• [DIRECTIONS FOR THIS TASK]:
Gather every line of the listing below that contains the string "clear", matching case exactly.

• [DATA ROWS]:
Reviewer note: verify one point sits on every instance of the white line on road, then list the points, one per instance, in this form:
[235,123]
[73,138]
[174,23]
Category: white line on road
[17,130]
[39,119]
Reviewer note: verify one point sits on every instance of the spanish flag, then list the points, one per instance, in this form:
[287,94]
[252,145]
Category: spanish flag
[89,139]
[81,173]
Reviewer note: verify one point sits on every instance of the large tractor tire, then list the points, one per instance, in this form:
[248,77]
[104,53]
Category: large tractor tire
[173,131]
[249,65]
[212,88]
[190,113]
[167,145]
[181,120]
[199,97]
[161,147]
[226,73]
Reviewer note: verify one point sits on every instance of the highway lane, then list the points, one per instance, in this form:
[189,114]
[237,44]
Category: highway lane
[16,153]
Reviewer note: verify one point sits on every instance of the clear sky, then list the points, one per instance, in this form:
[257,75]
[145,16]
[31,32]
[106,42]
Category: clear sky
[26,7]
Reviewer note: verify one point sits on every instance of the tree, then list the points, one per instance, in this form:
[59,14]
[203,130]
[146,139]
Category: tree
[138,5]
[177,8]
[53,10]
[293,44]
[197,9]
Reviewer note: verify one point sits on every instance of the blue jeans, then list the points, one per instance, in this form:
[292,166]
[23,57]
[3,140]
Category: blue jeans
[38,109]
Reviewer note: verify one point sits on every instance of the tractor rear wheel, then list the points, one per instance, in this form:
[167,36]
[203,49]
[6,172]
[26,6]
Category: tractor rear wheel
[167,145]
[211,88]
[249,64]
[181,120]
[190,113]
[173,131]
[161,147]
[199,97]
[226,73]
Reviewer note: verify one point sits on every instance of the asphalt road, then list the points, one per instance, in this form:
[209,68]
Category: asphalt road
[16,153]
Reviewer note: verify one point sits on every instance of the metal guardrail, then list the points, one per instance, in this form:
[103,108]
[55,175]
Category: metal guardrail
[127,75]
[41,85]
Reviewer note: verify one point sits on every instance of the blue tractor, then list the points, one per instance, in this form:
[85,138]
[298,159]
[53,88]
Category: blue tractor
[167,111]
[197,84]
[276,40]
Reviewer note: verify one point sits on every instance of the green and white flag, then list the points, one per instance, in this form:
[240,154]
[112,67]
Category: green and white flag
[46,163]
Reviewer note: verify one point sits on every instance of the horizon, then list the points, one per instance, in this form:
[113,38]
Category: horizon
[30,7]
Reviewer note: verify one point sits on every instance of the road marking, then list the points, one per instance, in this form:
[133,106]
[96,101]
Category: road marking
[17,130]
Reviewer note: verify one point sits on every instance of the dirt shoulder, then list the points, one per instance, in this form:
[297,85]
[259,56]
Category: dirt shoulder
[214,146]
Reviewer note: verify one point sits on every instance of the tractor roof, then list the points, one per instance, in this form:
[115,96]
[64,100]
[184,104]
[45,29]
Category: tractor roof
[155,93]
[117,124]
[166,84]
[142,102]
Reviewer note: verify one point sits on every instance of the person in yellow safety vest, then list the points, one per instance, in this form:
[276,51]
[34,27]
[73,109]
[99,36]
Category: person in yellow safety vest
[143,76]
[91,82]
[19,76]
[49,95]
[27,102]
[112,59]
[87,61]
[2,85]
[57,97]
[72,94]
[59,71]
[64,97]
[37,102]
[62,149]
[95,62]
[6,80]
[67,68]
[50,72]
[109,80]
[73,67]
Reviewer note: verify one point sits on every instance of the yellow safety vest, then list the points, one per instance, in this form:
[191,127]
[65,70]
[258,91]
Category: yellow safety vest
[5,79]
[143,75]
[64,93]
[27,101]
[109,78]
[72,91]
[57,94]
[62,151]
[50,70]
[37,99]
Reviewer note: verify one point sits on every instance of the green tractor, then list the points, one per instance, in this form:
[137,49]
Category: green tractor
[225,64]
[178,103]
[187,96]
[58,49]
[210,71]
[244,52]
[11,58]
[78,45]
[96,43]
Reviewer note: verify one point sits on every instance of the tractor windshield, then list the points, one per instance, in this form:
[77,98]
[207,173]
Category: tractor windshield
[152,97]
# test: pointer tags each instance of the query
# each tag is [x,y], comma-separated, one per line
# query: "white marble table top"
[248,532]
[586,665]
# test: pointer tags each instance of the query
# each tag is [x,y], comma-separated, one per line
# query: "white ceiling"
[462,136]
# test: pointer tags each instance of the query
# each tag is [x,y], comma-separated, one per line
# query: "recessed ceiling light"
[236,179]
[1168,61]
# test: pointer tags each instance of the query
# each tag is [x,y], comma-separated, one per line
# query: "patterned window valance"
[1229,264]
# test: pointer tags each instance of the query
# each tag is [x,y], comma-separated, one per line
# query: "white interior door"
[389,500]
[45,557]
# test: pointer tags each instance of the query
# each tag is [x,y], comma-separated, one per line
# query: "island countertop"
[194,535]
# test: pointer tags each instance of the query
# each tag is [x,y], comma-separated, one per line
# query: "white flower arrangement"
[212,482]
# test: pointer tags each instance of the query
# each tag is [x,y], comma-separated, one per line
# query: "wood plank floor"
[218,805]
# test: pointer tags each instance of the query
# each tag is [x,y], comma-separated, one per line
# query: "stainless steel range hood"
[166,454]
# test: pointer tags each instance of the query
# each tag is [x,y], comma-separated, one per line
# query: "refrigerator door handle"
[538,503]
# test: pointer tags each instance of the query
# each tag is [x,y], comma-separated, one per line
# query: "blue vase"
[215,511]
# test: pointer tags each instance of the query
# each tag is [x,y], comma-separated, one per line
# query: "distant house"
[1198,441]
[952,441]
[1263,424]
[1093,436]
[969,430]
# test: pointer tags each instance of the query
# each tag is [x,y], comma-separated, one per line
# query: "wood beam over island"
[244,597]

• [SOLUTION FOR THIS TASK]:
Reviewer note: verify one point sits on every instance of the clear sky, then list the points, one per instance, in this form:
Category: clear sky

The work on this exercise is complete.